WORK REQUEST | Give back exactly the lines of the entries below from the line with "For each <instance>" to the line with "positive clicks: (392, 235) (373, 239)", inclusive, and only those.

GIVEN RECORDS |
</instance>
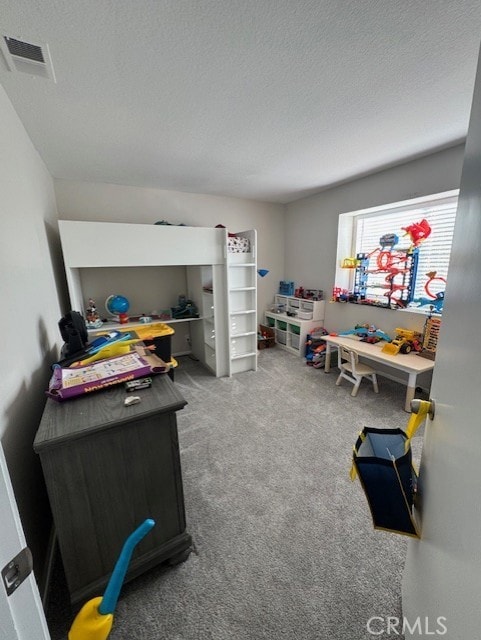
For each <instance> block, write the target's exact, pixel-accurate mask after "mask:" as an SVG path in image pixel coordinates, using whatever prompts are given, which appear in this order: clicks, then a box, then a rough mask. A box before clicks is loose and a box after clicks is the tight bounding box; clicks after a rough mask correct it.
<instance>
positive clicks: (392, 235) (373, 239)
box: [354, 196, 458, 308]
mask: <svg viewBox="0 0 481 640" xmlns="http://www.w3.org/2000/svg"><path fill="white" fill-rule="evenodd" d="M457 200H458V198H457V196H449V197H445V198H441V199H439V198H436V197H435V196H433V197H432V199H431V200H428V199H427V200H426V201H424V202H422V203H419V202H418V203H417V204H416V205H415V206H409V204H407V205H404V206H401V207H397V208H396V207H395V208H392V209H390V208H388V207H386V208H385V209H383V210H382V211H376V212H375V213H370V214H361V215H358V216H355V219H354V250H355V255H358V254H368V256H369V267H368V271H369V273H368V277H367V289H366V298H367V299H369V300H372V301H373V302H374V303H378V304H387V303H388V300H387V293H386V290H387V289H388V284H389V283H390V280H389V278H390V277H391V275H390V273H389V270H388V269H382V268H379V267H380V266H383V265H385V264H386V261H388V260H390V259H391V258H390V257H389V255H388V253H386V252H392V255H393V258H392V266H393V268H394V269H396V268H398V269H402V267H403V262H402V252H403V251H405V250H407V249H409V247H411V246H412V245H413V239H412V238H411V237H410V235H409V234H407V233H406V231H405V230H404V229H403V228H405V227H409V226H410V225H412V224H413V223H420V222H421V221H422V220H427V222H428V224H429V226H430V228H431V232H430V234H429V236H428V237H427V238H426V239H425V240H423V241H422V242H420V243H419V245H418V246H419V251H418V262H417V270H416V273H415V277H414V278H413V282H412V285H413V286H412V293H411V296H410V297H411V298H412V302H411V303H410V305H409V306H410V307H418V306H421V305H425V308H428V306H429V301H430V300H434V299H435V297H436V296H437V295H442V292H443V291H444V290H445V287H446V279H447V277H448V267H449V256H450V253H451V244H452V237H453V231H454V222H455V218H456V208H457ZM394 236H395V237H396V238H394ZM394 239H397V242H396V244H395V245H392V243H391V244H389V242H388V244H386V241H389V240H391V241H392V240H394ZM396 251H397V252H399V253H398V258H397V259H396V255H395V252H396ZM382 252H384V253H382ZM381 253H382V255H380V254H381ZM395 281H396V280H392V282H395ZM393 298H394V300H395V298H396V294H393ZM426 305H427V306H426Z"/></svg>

TASK RESULT |
For each <instance> block, write the target's exact, pixel-accurate mask after "mask:" as an SVG path in image pixel coordinates, using whatever prompts are given, which appear in this order: clicks, then a box, then a rough mask. A box before clicks is loose and a box after clicks is the tight bounding box; clicks after a rough mask correct it.
<instance>
positive clicks: (392, 235) (373, 239)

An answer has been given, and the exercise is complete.